_TASK:_ State how many lines of the entries below contain the word "fence", and give only that number.

══ DATA TO PROCESS ══

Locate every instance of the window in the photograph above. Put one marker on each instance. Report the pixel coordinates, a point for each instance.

═══
══ DATA TO PROCESS ══

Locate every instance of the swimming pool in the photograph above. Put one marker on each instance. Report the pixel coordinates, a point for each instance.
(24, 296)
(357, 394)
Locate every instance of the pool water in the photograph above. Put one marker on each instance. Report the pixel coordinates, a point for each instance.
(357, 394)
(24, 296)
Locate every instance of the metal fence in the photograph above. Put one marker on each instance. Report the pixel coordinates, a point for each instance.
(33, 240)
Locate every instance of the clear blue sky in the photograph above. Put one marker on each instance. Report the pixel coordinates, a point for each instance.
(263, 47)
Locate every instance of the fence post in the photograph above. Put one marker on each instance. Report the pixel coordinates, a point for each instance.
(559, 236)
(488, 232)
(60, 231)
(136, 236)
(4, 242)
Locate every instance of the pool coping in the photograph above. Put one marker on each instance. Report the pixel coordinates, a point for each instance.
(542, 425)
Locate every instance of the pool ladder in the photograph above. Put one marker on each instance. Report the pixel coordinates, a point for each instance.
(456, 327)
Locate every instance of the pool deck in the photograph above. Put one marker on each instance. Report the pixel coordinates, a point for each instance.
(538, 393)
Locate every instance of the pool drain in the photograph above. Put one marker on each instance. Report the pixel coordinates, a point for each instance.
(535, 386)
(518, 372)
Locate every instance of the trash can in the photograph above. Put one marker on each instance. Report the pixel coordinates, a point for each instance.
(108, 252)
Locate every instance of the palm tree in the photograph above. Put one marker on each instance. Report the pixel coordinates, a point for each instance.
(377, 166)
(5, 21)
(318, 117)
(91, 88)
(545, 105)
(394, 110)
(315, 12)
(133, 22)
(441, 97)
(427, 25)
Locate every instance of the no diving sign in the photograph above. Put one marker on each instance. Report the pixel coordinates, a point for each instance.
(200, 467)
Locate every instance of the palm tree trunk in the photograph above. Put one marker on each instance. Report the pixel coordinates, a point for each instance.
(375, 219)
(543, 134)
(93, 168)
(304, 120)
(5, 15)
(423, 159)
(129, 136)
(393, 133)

═══
══ DATA TO PROCESS ══

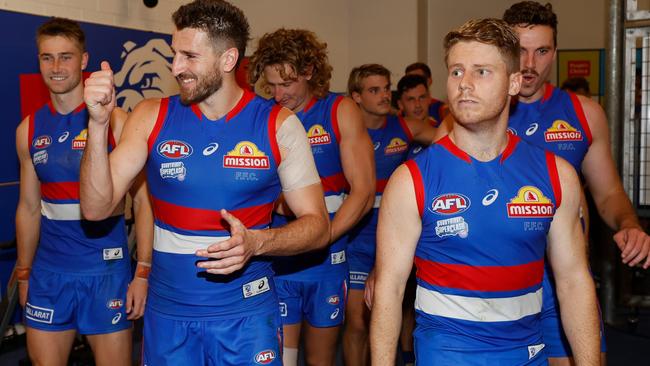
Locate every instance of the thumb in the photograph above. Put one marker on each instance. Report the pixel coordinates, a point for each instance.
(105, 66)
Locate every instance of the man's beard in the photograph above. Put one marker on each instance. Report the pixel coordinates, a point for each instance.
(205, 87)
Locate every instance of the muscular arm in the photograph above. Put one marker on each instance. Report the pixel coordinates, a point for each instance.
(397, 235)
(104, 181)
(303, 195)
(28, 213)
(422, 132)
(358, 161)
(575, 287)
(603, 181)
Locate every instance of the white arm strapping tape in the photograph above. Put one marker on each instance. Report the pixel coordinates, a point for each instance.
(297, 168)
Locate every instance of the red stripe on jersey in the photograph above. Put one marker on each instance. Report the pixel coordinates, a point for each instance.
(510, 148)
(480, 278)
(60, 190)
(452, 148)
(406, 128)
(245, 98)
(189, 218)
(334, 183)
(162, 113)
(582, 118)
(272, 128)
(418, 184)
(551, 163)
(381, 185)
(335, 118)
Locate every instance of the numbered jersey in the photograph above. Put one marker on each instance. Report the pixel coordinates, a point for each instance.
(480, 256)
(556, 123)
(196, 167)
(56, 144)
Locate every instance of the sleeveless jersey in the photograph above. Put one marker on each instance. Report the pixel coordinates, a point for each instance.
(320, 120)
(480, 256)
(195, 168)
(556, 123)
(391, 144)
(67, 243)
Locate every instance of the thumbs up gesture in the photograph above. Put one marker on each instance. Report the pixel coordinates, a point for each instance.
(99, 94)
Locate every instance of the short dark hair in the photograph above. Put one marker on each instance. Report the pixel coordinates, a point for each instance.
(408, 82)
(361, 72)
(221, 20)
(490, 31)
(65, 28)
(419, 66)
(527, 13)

═══

_EXERCISE ANSWER:_ 2